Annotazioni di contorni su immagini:
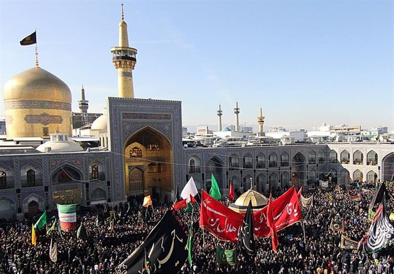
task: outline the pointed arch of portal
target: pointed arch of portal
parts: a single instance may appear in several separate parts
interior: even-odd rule
[[[162,193],[173,190],[172,146],[161,133],[150,126],[140,129],[125,143],[123,155],[127,195],[143,193],[159,201]],[[133,181],[137,171],[138,185]]]

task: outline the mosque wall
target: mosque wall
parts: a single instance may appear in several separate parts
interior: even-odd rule
[[[167,152],[172,159],[166,164],[170,167],[169,185],[164,184],[161,197],[173,195],[175,182],[181,181],[180,164],[184,161],[182,146],[182,117],[181,102],[151,99],[109,97],[107,99],[108,146],[111,154],[111,186],[114,201],[126,199],[126,176],[133,167],[126,166],[125,150],[128,141],[136,133],[147,129],[157,132],[158,137],[164,136],[169,142],[171,151]],[[128,153],[128,152],[127,152]],[[161,161],[156,158],[156,162]],[[165,162],[165,161],[164,161]],[[141,168],[144,174],[146,170]],[[168,178],[167,178],[168,179]],[[146,190],[146,188],[144,188]]]
[[[341,153],[345,150],[349,152],[349,163],[343,163],[341,161]],[[331,150],[337,153],[333,161],[330,158]],[[360,156],[357,152],[362,154],[362,161],[358,160]],[[283,187],[294,183],[313,183],[322,174],[327,174],[330,171],[338,177],[339,180],[342,177],[344,180],[368,182],[389,180],[387,178],[391,178],[394,172],[394,149],[392,145],[385,144],[333,143],[249,148],[197,148],[184,149],[184,152],[185,165],[182,168],[183,179],[180,187],[193,176],[194,179],[197,178],[198,182],[196,183],[197,188],[209,191],[211,174],[207,172],[210,161],[215,157],[223,163],[219,167],[222,181],[218,183],[225,193],[228,192],[230,179],[233,179],[233,184],[234,181],[236,181],[241,192],[247,190],[243,184],[247,176],[252,178],[254,189],[263,192],[267,190],[269,186]],[[373,154],[374,152],[376,152],[376,156]],[[252,158],[251,163],[245,162],[246,155]],[[260,164],[257,158],[262,155],[263,156],[264,163]],[[191,162],[191,160],[193,161]],[[385,168],[385,171],[383,170]],[[348,178],[344,178],[347,172]],[[295,179],[296,175],[298,178]],[[265,184],[259,183],[259,181],[263,180],[265,180]]]

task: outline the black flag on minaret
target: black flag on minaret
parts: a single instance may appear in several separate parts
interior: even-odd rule
[[[254,226],[252,201],[249,200],[248,210],[246,211],[246,214],[243,219],[238,240],[238,244],[241,247],[241,252],[245,256],[249,265],[254,263],[256,256]]]
[[[20,43],[21,43],[21,46],[30,46],[30,45],[36,44],[37,37],[35,35],[35,31],[28,36],[24,38]]]

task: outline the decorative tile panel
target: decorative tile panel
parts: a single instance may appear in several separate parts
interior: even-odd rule
[[[50,123],[62,123],[63,118],[60,115],[50,115],[45,112],[41,114],[28,114],[25,116],[25,121],[28,123],[40,123],[47,125]]]

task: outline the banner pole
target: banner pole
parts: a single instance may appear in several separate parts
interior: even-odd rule
[[[301,220],[301,224],[302,225],[302,230],[304,232],[304,243],[306,244],[306,237],[305,236],[305,227],[304,226],[304,220]]]

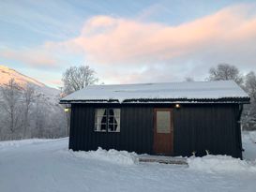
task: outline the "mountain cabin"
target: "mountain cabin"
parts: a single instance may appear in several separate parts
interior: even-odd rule
[[[92,85],[63,97],[69,149],[242,158],[240,117],[249,96],[233,81]]]

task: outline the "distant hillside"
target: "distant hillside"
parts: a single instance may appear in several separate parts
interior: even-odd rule
[[[60,91],[45,85],[44,83],[23,75],[13,68],[9,68],[6,66],[0,66],[0,86],[8,83],[10,79],[14,79],[15,81],[21,86],[24,86],[29,83],[32,84],[37,92],[40,92],[45,95],[46,97],[58,97]]]
[[[0,140],[67,136],[67,115],[63,106],[59,104],[60,91],[15,69],[0,66],[0,87],[8,84],[11,79],[21,87],[32,85],[35,94],[27,116],[24,112],[26,108],[23,94],[19,96],[18,101],[16,100],[15,111],[10,115],[7,111],[8,107],[4,107],[8,106],[8,102],[0,90]]]

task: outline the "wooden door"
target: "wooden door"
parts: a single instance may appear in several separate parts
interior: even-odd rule
[[[158,155],[173,153],[173,117],[172,109],[154,110],[154,146]]]

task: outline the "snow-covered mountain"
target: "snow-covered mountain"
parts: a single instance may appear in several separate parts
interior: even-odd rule
[[[51,98],[51,100],[56,100],[56,98],[59,97],[59,90],[49,87],[44,83],[23,75],[13,68],[0,65],[0,86],[8,84],[10,79],[14,79],[15,82],[22,87],[28,83],[33,85],[37,93],[44,95],[45,97]]]
[[[27,116],[24,113],[25,92],[21,92],[20,97],[13,101],[15,108],[10,115],[7,110],[9,108],[8,99],[4,97],[2,95],[4,92],[0,91],[0,104],[4,104],[0,105],[0,140],[67,136],[67,115],[63,106],[59,104],[60,91],[15,69],[0,66],[0,88],[8,84],[11,79],[14,79],[21,87],[29,84],[34,88],[35,94],[31,99]],[[12,123],[13,119],[15,124]]]

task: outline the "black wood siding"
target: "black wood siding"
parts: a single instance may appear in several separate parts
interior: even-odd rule
[[[174,110],[175,155],[229,155],[241,157],[238,105],[192,105]]]
[[[108,104],[109,107],[114,107]],[[104,105],[72,104],[69,148],[73,150],[127,150],[153,154],[154,108],[172,105],[118,105],[120,133],[95,132],[95,109]],[[174,155],[214,155],[241,157],[241,132],[237,104],[181,105],[173,110]]]
[[[73,150],[104,149],[152,153],[153,110],[148,107],[121,107],[119,133],[95,132],[95,109],[91,105],[72,105],[69,148]],[[120,106],[119,106],[120,107]]]

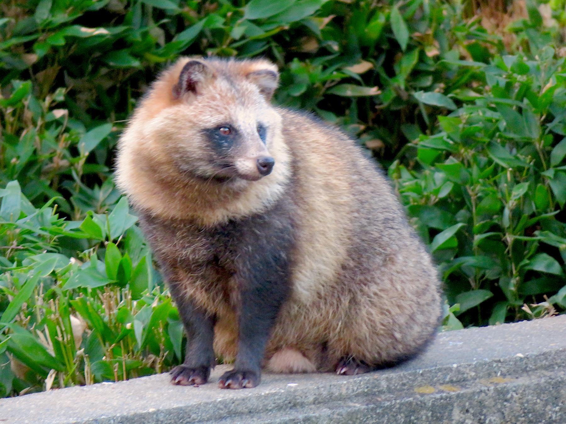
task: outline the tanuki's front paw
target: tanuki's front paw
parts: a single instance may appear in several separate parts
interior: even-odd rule
[[[181,386],[204,384],[211,375],[209,366],[203,366],[195,367],[182,365],[173,368],[170,372],[171,382]]]
[[[345,356],[336,365],[336,374],[339,375],[355,375],[368,373],[374,369],[363,361],[358,361],[351,356]]]
[[[232,370],[224,373],[218,380],[220,388],[251,388],[259,384],[259,373]]]

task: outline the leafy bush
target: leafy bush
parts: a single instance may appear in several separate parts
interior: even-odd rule
[[[277,102],[388,168],[440,266],[447,328],[566,309],[566,16],[529,1],[504,40],[474,4],[2,2],[0,396],[181,360],[177,310],[112,178],[125,120],[180,54],[269,58]]]

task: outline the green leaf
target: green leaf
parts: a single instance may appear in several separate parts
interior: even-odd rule
[[[171,300],[167,298],[163,301],[163,303],[158,305],[153,308],[149,322],[144,328],[142,343],[140,346],[141,348],[143,348],[147,345],[150,335],[151,335],[153,330],[158,327],[160,323],[164,323],[165,322],[167,315],[169,313],[169,310],[171,307]]]
[[[202,31],[203,26],[206,21],[206,19],[199,21],[194,25],[184,29],[177,34],[173,38],[175,41],[184,41],[185,45],[188,46],[196,38]]]
[[[63,288],[70,290],[77,287],[95,288],[113,283],[106,275],[102,275],[96,269],[87,268],[75,272],[65,283]]]
[[[295,22],[310,16],[328,0],[299,0],[286,10],[271,17],[275,22]]]
[[[8,304],[7,308],[6,308],[6,310],[4,311],[2,316],[0,317],[0,323],[7,324],[11,322],[12,320],[16,317],[22,309],[22,305],[24,302],[28,301],[33,292],[33,289],[37,285],[40,276],[40,273],[36,274],[25,282],[20,291]]]
[[[465,312],[468,309],[470,309],[474,306],[477,306],[482,302],[487,300],[492,297],[494,294],[489,290],[471,290],[469,292],[461,293],[456,297],[456,302],[460,304],[460,310],[454,315],[457,317]]]
[[[545,211],[550,206],[548,191],[543,184],[539,184],[537,185],[534,193],[534,204],[537,206],[537,210],[539,211]]]
[[[117,279],[118,267],[121,260],[122,254],[116,245],[112,243],[108,243],[104,256],[104,264],[106,265],[106,275],[110,279]]]
[[[0,106],[5,107],[16,106],[31,92],[32,83],[29,81],[23,83],[21,81],[12,81],[12,84],[15,89],[12,95],[7,99],[0,98]]]
[[[377,87],[363,87],[353,84],[341,84],[332,87],[327,93],[345,97],[355,97],[375,96],[379,94],[379,90]]]
[[[407,28],[407,24],[399,12],[397,6],[393,6],[391,9],[391,20],[393,35],[401,46],[401,49],[404,51],[409,42],[409,28]]]
[[[562,162],[566,156],[566,138],[563,139],[558,144],[554,146],[550,153],[550,166],[556,166]]]
[[[290,7],[295,0],[251,0],[244,8],[245,19],[263,19]]]
[[[130,259],[127,252],[124,254],[124,257],[120,261],[116,273],[116,279],[118,284],[123,287],[128,283],[132,275],[132,261]]]
[[[111,66],[117,68],[138,68],[142,66],[140,61],[130,54],[129,49],[110,51],[102,60]]]
[[[41,0],[36,7],[36,12],[33,15],[33,18],[37,23],[41,23],[42,21],[49,17],[49,11],[53,0]]]
[[[79,228],[86,233],[91,239],[104,240],[104,233],[102,232],[102,229],[89,215],[85,217],[84,220],[83,221]]]
[[[513,188],[511,192],[511,198],[516,200],[520,198],[529,189],[529,183],[521,183]]]
[[[170,0],[142,0],[142,1],[146,5],[160,9],[175,10],[179,8],[179,7]]]
[[[489,324],[494,326],[496,324],[503,324],[505,322],[505,318],[507,316],[507,308],[509,307],[509,302],[503,301],[498,302],[494,306],[491,311],[491,316],[490,317]]]
[[[132,272],[130,289],[132,292],[132,298],[134,300],[141,298],[142,293],[148,288],[149,269],[145,257],[142,258]]]
[[[37,366],[44,366],[47,369],[65,371],[65,366],[56,358],[54,358],[43,345],[38,341],[31,333],[21,327],[11,325],[10,328],[14,331],[8,339],[7,350],[28,367],[37,370]],[[41,369],[40,369],[41,370]],[[47,371],[41,373],[47,376]]]
[[[555,172],[554,176],[548,181],[552,193],[560,204],[560,207],[566,203],[566,173],[560,171]]]
[[[114,240],[121,236],[138,220],[136,217],[128,213],[129,211],[128,200],[125,197],[123,197],[108,215],[110,240]]]
[[[183,323],[177,319],[174,321],[168,320],[169,326],[168,332],[169,334],[169,339],[171,343],[173,345],[173,350],[175,351],[175,355],[179,361],[182,361],[183,357],[181,354],[182,343],[183,341],[183,336],[185,331],[183,328]]]
[[[84,153],[89,153],[112,131],[112,124],[100,125],[85,134],[79,141],[79,149]]]
[[[529,261],[524,268],[561,276],[564,275],[562,267],[558,261],[547,253],[539,253]]]
[[[6,186],[0,205],[0,217],[8,222],[15,222],[20,217],[22,190],[20,183],[11,181]]]
[[[413,95],[419,102],[426,105],[445,107],[450,110],[456,110],[457,109],[456,103],[452,101],[452,99],[446,97],[441,93],[434,92],[425,93],[423,91],[418,91],[414,93]]]
[[[430,244],[431,252],[457,246],[458,243],[455,239],[453,240],[453,243],[449,243],[449,240],[454,236],[454,235],[456,233],[460,228],[465,225],[465,224],[461,222],[459,224],[453,225],[452,227],[447,228],[442,232],[439,233],[435,236],[434,239],[432,239],[432,243]]]

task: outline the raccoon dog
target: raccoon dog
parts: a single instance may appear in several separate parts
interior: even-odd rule
[[[260,369],[360,374],[405,360],[440,314],[431,258],[351,139],[271,104],[264,60],[183,58],[119,141],[117,176],[187,335],[178,384]]]

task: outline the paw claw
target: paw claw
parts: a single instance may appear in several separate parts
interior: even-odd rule
[[[336,365],[336,374],[338,375],[356,375],[371,371],[373,369],[363,361],[351,357],[344,357]]]
[[[220,388],[251,388],[259,384],[259,373],[253,371],[232,370],[225,373],[218,380]]]
[[[171,382],[178,386],[198,387],[207,382],[210,372],[210,367],[205,366],[192,367],[185,365],[179,365],[170,373]]]

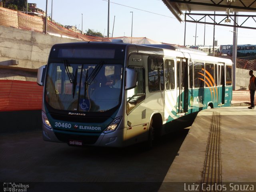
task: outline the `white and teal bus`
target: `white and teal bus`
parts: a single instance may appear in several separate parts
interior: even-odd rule
[[[211,45],[196,45],[190,46],[191,49],[196,49],[203,51],[210,55],[213,54],[213,46]],[[216,54],[220,52],[219,46],[214,46],[214,53]]]
[[[238,45],[236,49],[237,57],[249,56],[256,55],[256,45]],[[232,55],[232,45],[222,45],[220,46],[220,53]]]
[[[150,146],[156,137],[178,127],[175,121],[230,106],[232,62],[206,55],[166,45],[54,45],[38,74],[44,86],[44,140]]]

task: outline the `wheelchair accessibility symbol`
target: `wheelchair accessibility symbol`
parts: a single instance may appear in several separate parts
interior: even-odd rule
[[[90,102],[88,99],[83,99],[80,100],[79,105],[81,109],[88,111],[90,109]]]

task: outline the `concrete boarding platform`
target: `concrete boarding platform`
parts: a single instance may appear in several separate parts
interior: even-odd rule
[[[254,182],[256,190],[256,108],[247,107],[199,112],[158,191],[230,182]]]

> Testo del problema
Individua nei dati qui sopra tutte le righe in cui compare la parola "boarding" e riportale.

> Risultato
task: outline the `concrete boarding platform`
target: `concrete boarding platform`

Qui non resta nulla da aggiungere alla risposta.